You are to retype all of the data exactly as it appears.
-- Begin RECORDS SHOWN --
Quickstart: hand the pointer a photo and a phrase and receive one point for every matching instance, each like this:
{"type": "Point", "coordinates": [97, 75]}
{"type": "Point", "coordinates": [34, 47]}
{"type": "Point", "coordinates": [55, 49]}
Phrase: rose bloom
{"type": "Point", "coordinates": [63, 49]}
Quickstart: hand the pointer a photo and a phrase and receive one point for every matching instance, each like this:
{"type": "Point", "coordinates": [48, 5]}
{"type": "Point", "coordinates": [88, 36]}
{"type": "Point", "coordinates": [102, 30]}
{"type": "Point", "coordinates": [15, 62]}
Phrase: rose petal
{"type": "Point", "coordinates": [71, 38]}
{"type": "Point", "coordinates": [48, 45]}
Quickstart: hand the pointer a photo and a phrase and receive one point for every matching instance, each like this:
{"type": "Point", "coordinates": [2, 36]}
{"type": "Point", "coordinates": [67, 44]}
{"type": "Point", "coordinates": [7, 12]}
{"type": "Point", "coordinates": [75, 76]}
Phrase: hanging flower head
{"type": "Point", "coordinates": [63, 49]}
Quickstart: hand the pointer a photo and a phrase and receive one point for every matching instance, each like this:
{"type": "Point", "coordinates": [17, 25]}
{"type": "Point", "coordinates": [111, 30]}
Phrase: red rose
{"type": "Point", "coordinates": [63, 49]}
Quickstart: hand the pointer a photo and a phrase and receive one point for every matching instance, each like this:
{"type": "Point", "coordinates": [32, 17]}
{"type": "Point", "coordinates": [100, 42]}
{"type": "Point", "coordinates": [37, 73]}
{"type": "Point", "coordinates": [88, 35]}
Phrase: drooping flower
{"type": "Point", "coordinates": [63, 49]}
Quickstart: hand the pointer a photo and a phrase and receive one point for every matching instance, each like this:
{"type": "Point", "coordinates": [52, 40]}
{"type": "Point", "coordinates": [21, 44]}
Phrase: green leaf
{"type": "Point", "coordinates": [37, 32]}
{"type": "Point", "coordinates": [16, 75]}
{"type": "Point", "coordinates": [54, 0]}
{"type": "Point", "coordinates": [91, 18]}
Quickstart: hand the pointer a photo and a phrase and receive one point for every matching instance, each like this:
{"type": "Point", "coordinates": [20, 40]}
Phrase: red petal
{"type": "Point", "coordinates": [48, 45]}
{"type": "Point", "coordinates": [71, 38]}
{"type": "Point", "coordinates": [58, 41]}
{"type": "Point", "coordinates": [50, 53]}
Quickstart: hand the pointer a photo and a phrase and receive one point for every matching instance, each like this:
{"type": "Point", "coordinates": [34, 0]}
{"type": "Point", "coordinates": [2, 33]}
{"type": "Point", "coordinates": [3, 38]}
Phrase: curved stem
-- End RECORDS SHOWN --
CORRECT RESPONSE:
Quickstart: hand the pointer a photo and a phrase and receive one point for every matching instance, each like this:
{"type": "Point", "coordinates": [97, 75]}
{"type": "Point", "coordinates": [34, 47]}
{"type": "Point", "coordinates": [55, 49]}
Phrase: rose bloom
{"type": "Point", "coordinates": [63, 49]}
Quickstart: hand the pointer a photo and a phrase and receive one point for every matching instance, each like this:
{"type": "Point", "coordinates": [48, 5]}
{"type": "Point", "coordinates": [88, 36]}
{"type": "Point", "coordinates": [102, 30]}
{"type": "Point", "coordinates": [15, 62]}
Phrase: rose petal
{"type": "Point", "coordinates": [71, 38]}
{"type": "Point", "coordinates": [48, 45]}
Quickstart: hand the pointer a photo and a phrase and receive one point for every matching instance, each like this:
{"type": "Point", "coordinates": [2, 36]}
{"type": "Point", "coordinates": [67, 44]}
{"type": "Point", "coordinates": [7, 12]}
{"type": "Point", "coordinates": [75, 76]}
Phrase: hanging flower head
{"type": "Point", "coordinates": [63, 49]}
Quickstart: hand the pointer a photo and a phrase and receive one point for every matching instance, each like this:
{"type": "Point", "coordinates": [17, 25]}
{"type": "Point", "coordinates": [111, 30]}
Phrase: red rose
{"type": "Point", "coordinates": [63, 49]}
Quickstart: hand the pointer a photo and a phrase and receive one point for every matching instance, each like this:
{"type": "Point", "coordinates": [32, 17]}
{"type": "Point", "coordinates": [100, 42]}
{"type": "Point", "coordinates": [37, 73]}
{"type": "Point", "coordinates": [88, 35]}
Phrase: drooping flower
{"type": "Point", "coordinates": [63, 49]}
Quickstart: hand the pointer a photo and a phrase and receive one point for every matching instance, each like this:
{"type": "Point", "coordinates": [52, 40]}
{"type": "Point", "coordinates": [21, 44]}
Phrase: green leaf
{"type": "Point", "coordinates": [37, 32]}
{"type": "Point", "coordinates": [16, 75]}
{"type": "Point", "coordinates": [54, 0]}
{"type": "Point", "coordinates": [91, 18]}
Quickstart: hand the pointer a photo and a phrase and receive one point for every matching instance, each like this:
{"type": "Point", "coordinates": [20, 40]}
Phrase: red petal
{"type": "Point", "coordinates": [48, 45]}
{"type": "Point", "coordinates": [71, 38]}
{"type": "Point", "coordinates": [58, 41]}
{"type": "Point", "coordinates": [50, 53]}
Quickstart: hand the pointer a photo and a phrase and receive one point for every matching instance, each like this:
{"type": "Point", "coordinates": [34, 0]}
{"type": "Point", "coordinates": [2, 33]}
{"type": "Point", "coordinates": [3, 38]}
Phrase: curved stem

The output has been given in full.